TASK INSTRUCTIONS
Transcribe, word for word, the line containing "Would you please tag the white window" and each line following it through the end of the listing below. Omit all other lines.

━━ EXTRACTED DATA ━━

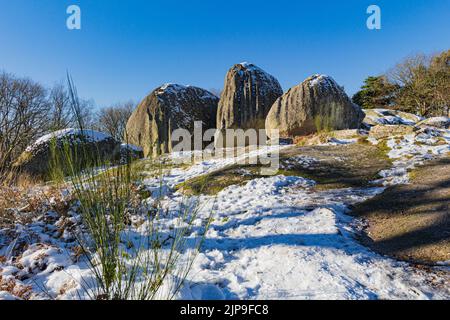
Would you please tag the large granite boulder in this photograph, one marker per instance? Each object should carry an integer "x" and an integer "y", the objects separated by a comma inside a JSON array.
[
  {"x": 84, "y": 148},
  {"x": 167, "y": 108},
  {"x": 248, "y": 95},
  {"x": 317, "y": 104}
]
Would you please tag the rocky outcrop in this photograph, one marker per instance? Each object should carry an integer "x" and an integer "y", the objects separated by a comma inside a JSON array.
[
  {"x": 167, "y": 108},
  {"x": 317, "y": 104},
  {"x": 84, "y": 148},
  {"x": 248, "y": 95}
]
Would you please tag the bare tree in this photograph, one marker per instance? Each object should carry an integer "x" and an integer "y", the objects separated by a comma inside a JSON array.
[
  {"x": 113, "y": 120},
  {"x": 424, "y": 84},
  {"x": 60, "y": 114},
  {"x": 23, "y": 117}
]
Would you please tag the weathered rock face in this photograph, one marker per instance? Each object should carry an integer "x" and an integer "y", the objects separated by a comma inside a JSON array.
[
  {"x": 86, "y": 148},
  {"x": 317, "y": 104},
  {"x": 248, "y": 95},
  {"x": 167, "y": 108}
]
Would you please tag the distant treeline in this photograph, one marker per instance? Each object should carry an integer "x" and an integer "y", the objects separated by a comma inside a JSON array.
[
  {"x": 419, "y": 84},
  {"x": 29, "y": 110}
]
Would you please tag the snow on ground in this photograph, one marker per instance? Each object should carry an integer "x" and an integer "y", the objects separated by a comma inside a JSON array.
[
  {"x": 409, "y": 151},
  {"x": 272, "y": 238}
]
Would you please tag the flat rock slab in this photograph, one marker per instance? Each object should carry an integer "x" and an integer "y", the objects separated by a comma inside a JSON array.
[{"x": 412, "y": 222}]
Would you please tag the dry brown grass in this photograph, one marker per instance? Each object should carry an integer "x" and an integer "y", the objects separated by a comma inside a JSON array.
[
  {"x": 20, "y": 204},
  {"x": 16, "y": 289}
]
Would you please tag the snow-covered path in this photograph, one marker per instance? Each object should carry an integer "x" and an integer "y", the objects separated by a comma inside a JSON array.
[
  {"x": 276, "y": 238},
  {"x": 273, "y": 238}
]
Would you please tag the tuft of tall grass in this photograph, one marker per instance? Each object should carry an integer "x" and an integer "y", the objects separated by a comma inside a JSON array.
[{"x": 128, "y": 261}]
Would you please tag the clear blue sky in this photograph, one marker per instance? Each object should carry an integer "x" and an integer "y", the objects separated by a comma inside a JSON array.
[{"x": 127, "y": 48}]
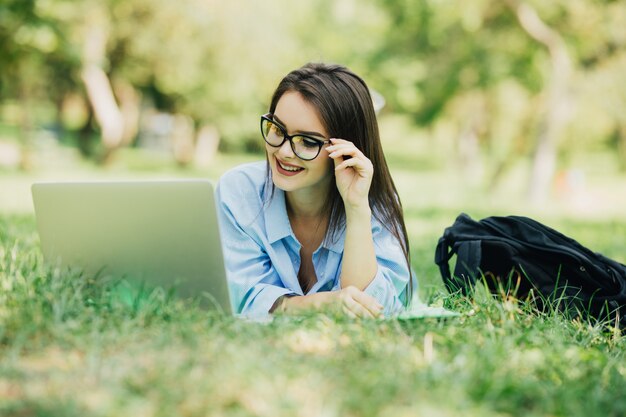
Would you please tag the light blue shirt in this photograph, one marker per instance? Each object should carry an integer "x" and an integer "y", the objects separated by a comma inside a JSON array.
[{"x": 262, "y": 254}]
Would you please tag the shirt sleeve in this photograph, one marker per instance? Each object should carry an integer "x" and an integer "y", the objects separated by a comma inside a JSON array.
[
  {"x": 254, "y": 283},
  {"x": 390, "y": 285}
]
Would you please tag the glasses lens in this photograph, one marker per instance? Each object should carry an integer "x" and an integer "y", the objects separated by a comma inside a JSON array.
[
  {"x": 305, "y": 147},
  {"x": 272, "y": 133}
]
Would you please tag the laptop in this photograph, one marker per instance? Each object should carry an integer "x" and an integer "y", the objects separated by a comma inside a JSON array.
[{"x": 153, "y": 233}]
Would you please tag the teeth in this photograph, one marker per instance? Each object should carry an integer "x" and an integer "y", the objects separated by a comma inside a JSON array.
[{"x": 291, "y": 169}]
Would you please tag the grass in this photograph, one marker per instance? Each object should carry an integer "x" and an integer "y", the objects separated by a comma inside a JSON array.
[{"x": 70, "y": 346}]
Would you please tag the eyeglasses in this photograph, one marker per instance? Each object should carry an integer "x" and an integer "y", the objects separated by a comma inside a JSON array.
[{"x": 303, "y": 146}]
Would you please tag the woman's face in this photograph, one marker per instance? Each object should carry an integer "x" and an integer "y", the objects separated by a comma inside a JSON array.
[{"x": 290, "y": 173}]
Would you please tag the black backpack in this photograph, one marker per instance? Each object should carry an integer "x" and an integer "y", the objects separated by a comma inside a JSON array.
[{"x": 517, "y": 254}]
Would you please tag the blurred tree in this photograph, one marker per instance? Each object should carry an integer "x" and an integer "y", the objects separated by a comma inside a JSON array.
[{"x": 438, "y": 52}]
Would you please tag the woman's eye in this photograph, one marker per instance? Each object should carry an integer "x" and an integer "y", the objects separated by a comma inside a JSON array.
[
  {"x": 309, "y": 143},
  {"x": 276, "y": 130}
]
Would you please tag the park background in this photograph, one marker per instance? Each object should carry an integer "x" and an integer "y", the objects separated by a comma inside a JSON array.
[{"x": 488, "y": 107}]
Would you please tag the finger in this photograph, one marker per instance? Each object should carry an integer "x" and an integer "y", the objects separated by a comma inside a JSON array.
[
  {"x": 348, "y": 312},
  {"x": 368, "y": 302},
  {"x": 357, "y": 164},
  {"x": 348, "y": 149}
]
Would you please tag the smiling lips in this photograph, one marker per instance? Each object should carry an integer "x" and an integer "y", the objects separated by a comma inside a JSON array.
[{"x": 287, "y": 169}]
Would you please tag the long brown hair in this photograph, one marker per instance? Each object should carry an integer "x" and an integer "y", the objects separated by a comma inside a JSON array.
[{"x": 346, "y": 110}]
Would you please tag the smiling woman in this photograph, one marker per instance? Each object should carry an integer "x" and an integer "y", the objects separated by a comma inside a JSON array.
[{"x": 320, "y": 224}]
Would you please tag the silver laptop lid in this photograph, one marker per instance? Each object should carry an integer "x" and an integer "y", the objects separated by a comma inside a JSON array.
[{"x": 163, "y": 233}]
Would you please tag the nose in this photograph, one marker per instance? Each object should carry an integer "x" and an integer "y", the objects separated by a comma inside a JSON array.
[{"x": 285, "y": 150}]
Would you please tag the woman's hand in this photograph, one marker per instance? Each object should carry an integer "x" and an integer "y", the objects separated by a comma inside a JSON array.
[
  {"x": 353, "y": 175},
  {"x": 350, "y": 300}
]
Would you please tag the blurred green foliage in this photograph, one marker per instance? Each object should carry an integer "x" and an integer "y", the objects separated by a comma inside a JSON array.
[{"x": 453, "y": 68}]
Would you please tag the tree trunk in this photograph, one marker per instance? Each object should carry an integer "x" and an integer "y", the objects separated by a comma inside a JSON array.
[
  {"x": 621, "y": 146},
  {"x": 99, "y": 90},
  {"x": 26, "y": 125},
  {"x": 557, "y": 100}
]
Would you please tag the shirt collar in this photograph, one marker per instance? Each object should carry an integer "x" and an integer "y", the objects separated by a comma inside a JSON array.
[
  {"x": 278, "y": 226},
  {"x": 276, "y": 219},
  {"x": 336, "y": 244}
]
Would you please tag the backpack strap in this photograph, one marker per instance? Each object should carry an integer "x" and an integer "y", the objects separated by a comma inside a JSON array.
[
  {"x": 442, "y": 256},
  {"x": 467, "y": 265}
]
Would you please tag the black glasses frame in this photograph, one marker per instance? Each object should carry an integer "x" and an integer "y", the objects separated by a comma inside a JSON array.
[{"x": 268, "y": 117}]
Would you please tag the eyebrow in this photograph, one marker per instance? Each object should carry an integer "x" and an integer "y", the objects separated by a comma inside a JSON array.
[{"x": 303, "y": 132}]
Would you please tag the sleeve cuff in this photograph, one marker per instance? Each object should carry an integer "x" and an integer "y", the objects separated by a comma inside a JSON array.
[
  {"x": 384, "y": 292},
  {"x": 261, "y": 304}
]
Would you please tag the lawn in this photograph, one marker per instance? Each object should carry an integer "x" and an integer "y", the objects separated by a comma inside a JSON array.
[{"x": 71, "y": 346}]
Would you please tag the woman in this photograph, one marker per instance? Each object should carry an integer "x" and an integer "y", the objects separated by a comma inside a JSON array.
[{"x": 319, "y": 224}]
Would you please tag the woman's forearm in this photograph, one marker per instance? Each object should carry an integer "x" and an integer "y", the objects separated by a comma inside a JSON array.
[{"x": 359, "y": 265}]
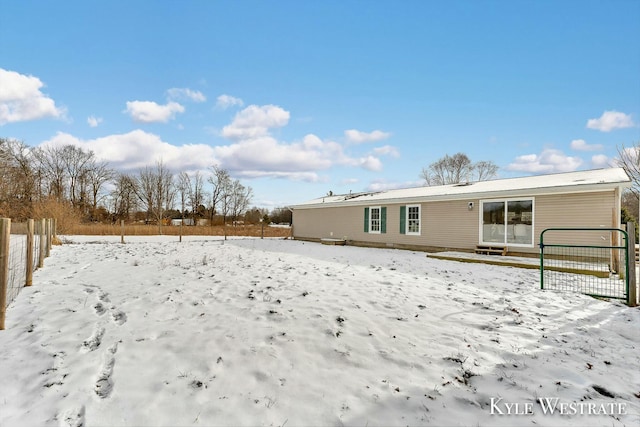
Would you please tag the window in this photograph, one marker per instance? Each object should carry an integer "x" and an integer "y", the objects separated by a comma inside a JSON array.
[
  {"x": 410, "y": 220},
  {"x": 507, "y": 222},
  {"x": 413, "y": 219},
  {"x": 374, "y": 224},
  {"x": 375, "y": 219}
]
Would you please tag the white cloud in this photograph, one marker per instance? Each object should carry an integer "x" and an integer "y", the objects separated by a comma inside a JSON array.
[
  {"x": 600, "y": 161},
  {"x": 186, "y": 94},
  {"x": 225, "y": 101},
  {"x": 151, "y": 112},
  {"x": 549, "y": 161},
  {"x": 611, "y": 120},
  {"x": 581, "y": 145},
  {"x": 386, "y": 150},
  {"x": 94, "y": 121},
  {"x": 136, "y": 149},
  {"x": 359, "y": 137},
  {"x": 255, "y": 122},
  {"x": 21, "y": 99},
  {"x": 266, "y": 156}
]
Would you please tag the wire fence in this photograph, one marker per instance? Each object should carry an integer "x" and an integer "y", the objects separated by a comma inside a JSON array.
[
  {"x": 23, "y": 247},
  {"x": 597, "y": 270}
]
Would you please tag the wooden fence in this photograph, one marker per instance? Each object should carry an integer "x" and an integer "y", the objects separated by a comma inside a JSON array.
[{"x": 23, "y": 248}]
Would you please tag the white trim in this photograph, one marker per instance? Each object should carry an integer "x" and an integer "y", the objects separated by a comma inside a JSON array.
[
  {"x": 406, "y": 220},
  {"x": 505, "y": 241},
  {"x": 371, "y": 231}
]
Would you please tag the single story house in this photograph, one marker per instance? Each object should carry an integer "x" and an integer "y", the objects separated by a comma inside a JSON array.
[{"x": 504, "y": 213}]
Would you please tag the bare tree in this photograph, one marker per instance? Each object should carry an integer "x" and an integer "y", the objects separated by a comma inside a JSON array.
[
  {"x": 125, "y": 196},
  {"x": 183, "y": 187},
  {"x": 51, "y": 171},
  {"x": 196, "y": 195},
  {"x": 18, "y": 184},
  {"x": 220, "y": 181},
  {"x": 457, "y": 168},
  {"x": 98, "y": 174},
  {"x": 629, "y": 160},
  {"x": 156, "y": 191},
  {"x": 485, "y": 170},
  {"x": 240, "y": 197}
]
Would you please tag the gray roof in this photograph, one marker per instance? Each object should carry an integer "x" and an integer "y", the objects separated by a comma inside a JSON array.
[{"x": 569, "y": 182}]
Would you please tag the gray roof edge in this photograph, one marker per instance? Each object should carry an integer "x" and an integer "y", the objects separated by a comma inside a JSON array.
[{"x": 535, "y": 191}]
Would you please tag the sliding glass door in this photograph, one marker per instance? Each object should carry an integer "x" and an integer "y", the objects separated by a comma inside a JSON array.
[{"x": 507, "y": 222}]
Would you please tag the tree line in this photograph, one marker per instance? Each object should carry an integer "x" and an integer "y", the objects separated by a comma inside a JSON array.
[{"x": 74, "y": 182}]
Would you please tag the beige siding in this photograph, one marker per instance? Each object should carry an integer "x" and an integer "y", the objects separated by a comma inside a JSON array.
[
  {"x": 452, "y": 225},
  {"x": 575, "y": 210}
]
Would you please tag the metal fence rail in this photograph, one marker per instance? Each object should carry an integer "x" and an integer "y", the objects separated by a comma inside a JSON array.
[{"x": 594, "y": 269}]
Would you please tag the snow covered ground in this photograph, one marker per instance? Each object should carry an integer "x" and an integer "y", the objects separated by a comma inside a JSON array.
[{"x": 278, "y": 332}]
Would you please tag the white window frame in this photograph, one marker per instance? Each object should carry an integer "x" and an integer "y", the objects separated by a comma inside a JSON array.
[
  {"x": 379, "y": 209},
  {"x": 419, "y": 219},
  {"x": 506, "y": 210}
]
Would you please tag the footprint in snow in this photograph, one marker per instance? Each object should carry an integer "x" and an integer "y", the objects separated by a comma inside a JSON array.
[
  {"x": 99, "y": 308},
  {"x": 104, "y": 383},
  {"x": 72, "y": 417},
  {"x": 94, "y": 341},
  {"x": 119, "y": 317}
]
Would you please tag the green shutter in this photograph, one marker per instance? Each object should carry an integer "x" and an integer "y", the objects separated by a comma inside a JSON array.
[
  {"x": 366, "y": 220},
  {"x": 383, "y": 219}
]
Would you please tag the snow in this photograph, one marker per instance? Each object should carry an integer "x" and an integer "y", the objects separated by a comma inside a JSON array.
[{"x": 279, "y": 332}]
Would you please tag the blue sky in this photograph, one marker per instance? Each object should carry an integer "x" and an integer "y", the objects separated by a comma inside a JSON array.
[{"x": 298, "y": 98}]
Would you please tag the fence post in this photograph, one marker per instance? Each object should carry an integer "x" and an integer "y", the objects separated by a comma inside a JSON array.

━━━

REPLY
Would you please tag the white window frame in this photograph, one marker per instance? Each object should carry an integer "x" and an integer "y", the objects separated by a comma inside a JSON array.
[
  {"x": 379, "y": 209},
  {"x": 419, "y": 219},
  {"x": 506, "y": 210}
]
Would you please tag the footprint in snow in this photograph, one marker per instance? Each object should carry an integer "x" and an integer "y", the objects separated by a comma inside a JSON array.
[
  {"x": 99, "y": 308},
  {"x": 104, "y": 383},
  {"x": 72, "y": 417},
  {"x": 94, "y": 341},
  {"x": 119, "y": 317}
]
Would you please tag the green shutter in this photograph, one marker per instance? Each object should carry an integer "x" and an integer "y", the objects separated by a comma inside a JSON array.
[
  {"x": 366, "y": 220},
  {"x": 383, "y": 219}
]
Would you please tag the snow in this photograph, one marker per instance? Each object should carry an integer "x" and an integer "y", the objects separated by a comma inside a JSON array.
[{"x": 279, "y": 332}]
Would you please tag the blue sky in this photograph, one marker per instance? Each object should carry an integer "x" and an integer "y", the objects separated by a comma inside a JSON array.
[{"x": 298, "y": 98}]
Would you please tag the fence post in this photograph, one marker per instance? Each object should carry an integer "x" and an integer "y", the objects separated by a comma inside a JSON array.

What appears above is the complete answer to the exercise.